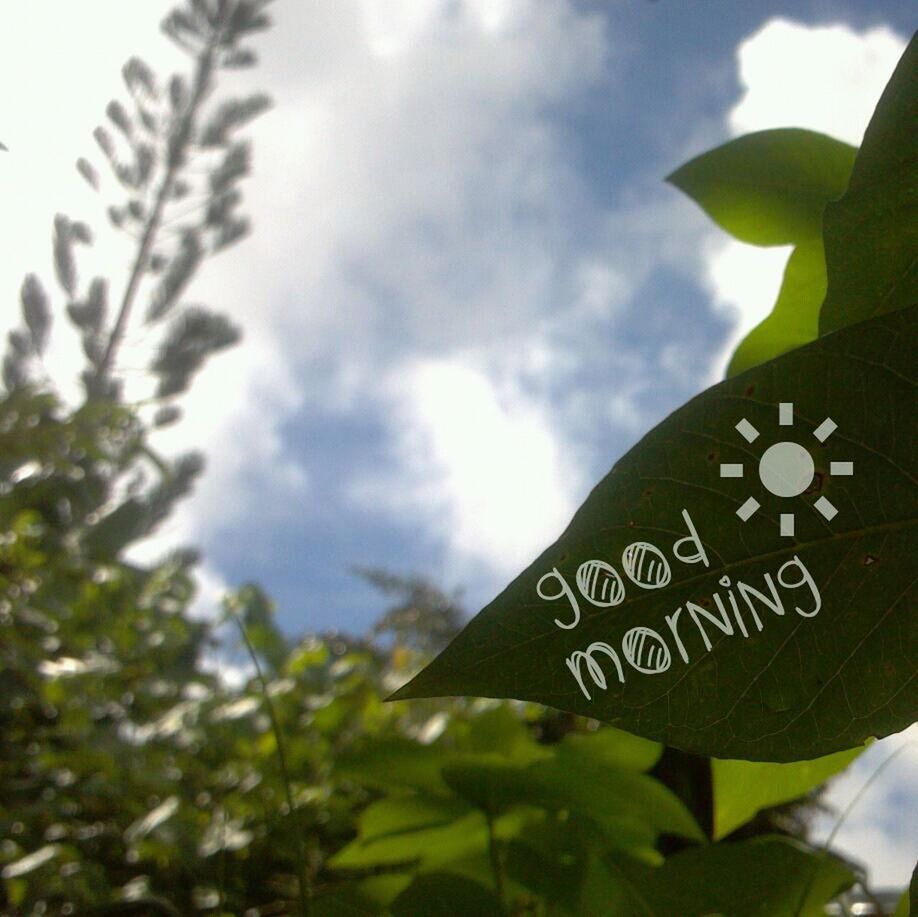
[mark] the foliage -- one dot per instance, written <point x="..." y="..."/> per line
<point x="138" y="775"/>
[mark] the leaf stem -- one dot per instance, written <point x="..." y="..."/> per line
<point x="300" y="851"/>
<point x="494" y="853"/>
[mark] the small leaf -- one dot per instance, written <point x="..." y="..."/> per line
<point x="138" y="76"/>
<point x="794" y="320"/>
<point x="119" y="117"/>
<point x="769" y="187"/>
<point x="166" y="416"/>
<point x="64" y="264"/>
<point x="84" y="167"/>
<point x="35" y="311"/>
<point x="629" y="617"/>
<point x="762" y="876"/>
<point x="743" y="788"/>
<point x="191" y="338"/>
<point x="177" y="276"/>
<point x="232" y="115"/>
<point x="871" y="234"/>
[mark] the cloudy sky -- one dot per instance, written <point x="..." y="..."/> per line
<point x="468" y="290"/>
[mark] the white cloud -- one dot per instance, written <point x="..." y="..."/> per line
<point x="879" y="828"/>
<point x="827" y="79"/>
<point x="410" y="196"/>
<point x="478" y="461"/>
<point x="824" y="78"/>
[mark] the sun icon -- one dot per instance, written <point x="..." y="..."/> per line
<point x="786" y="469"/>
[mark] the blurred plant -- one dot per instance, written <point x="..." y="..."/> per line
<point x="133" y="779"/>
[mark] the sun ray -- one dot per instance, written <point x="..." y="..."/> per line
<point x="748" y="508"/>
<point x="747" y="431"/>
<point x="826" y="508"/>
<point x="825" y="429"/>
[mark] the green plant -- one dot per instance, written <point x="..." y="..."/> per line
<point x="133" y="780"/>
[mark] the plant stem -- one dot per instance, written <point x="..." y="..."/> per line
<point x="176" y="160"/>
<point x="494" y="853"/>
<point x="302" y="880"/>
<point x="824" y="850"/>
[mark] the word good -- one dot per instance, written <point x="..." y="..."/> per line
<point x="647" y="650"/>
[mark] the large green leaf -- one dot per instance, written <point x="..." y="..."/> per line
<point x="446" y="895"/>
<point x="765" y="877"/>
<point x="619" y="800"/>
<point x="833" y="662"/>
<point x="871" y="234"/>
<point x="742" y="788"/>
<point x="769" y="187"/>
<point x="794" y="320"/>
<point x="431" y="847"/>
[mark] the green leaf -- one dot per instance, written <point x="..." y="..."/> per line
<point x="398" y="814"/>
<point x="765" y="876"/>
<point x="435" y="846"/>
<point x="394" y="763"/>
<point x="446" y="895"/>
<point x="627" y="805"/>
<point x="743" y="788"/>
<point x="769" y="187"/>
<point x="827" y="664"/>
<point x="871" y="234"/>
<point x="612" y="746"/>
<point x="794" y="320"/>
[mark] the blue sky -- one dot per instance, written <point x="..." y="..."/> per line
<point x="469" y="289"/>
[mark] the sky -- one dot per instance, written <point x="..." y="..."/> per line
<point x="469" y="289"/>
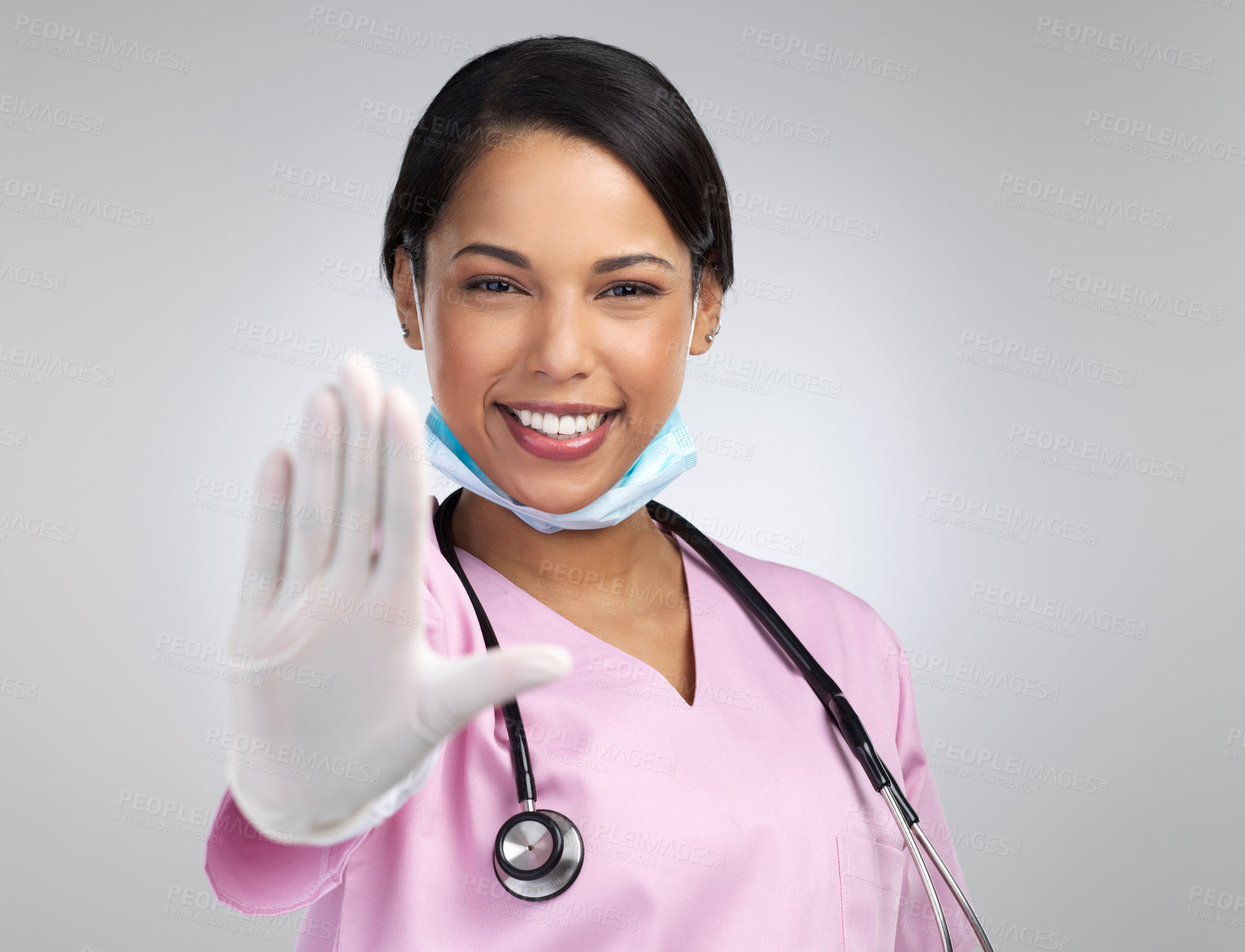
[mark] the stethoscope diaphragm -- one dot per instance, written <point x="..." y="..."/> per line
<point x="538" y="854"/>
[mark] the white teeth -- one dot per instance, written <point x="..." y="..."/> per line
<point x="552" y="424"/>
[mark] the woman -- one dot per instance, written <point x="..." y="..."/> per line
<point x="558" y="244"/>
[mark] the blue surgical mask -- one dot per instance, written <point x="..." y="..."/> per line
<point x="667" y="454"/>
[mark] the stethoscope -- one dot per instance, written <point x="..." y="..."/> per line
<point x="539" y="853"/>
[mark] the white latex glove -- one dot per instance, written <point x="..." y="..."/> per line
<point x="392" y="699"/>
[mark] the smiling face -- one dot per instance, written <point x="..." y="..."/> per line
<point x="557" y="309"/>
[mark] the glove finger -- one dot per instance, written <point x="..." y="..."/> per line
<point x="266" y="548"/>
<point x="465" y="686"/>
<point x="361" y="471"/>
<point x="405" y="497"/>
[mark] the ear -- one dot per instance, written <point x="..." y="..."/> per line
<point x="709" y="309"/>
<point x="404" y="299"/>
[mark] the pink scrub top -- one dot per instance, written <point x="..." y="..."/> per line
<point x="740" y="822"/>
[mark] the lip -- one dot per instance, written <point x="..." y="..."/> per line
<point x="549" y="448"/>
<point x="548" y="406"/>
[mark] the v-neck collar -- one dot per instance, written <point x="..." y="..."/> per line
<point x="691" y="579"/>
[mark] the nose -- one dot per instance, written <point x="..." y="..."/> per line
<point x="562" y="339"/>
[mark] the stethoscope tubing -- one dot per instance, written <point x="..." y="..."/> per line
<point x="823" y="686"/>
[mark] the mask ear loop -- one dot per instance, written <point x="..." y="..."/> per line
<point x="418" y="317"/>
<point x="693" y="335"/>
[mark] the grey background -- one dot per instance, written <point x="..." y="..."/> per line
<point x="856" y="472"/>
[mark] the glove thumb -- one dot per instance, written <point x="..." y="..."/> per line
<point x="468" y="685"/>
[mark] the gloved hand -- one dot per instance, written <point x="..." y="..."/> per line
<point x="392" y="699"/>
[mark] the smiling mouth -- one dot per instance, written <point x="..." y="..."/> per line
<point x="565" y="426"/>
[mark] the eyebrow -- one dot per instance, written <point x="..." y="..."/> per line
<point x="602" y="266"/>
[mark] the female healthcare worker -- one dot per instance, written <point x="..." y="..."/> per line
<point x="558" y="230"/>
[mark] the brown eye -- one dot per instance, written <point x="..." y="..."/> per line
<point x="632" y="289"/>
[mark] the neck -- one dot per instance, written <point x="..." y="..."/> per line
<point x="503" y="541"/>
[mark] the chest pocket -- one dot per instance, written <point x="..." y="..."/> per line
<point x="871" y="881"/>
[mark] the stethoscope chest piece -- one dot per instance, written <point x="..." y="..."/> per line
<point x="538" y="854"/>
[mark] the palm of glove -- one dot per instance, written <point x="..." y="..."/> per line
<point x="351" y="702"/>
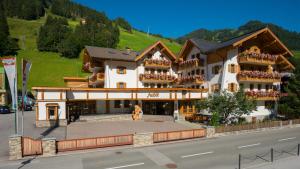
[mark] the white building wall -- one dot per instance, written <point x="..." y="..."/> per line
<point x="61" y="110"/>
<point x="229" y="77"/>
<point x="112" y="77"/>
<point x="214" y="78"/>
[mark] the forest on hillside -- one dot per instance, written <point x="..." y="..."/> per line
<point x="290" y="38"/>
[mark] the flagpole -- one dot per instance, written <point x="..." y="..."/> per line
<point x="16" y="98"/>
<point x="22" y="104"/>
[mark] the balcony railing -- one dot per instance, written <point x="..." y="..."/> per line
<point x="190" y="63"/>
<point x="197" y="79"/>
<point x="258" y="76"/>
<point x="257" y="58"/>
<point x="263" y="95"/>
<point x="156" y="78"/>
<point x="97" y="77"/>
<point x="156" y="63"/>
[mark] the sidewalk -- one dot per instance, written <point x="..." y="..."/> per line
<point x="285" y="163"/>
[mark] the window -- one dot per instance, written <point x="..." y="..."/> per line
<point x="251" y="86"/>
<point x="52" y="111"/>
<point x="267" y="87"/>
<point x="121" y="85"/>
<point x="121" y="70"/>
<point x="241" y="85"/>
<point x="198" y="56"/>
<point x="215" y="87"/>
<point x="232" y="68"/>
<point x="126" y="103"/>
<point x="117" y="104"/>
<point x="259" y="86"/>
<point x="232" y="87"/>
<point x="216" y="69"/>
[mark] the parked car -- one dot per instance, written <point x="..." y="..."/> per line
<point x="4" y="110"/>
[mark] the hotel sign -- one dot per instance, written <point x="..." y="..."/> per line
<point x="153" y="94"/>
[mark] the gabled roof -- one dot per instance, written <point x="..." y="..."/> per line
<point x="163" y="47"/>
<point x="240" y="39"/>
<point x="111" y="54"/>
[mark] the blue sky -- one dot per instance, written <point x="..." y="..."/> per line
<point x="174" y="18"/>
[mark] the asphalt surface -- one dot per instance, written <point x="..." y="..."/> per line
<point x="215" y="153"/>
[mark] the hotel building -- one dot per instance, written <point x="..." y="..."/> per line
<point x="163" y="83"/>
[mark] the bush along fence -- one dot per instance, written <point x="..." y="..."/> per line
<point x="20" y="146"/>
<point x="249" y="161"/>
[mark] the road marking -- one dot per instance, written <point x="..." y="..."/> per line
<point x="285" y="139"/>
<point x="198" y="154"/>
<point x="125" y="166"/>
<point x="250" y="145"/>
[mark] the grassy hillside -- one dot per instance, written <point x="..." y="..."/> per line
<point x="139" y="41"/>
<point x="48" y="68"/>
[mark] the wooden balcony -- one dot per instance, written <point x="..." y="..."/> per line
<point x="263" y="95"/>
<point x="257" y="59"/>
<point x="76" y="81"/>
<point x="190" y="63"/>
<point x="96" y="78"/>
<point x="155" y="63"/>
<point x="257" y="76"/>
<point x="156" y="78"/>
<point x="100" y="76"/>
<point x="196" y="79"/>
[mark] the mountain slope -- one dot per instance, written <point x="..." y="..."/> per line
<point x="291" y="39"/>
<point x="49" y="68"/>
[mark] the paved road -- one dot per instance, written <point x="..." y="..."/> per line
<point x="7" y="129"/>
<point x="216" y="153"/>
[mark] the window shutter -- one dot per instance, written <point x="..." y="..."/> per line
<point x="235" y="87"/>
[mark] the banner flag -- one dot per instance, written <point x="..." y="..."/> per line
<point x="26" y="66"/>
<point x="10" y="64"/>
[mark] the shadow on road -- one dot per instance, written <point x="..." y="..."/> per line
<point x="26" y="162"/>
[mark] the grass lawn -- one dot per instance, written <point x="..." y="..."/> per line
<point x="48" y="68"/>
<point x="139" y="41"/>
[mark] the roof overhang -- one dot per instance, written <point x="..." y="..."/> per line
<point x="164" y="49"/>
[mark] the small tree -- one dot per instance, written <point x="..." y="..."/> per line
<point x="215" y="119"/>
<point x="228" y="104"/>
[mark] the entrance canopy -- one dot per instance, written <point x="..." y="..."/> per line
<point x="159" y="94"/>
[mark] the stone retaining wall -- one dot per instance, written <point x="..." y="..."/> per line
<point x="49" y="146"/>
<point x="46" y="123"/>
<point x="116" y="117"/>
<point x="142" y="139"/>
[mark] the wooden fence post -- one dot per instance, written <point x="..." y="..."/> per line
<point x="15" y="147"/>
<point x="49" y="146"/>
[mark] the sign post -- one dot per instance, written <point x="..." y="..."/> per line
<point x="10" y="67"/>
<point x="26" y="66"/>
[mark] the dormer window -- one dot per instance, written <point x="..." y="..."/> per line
□ □ □ □
▶ **Directive**
Could you output the lines of the listing above as a JSON list of strings, starting at the line containing "[mark] the entrance" and ending at the last line of the listing, one string per line with blank lines left out?

▶ **Written solution**
[
  "[mark] the entrance canopy -- one dot per instance, written <point x=\"...\" y=\"...\"/> per line",
  "<point x=\"159\" y=\"94\"/>",
  "[mark] the stone retaining wall -- one dot per instance, written <point x=\"...\" y=\"...\"/> per line",
  "<point x=\"49\" y=\"146\"/>",
  "<point x=\"46\" y=\"123\"/>",
  "<point x=\"116\" y=\"117\"/>",
  "<point x=\"142\" y=\"139\"/>",
  "[mark] the wooden fence post -- one dot per instance, written <point x=\"...\" y=\"...\"/> per line",
  "<point x=\"15\" y=\"147\"/>",
  "<point x=\"49\" y=\"146\"/>",
  "[mark] the sign post -- one dot per instance, written <point x=\"...\" y=\"...\"/> per line",
  "<point x=\"10\" y=\"67\"/>",
  "<point x=\"26\" y=\"66\"/>",
  "[mark] the dormer window -- one dot per instance, written <point x=\"...\" y=\"...\"/> per line"
]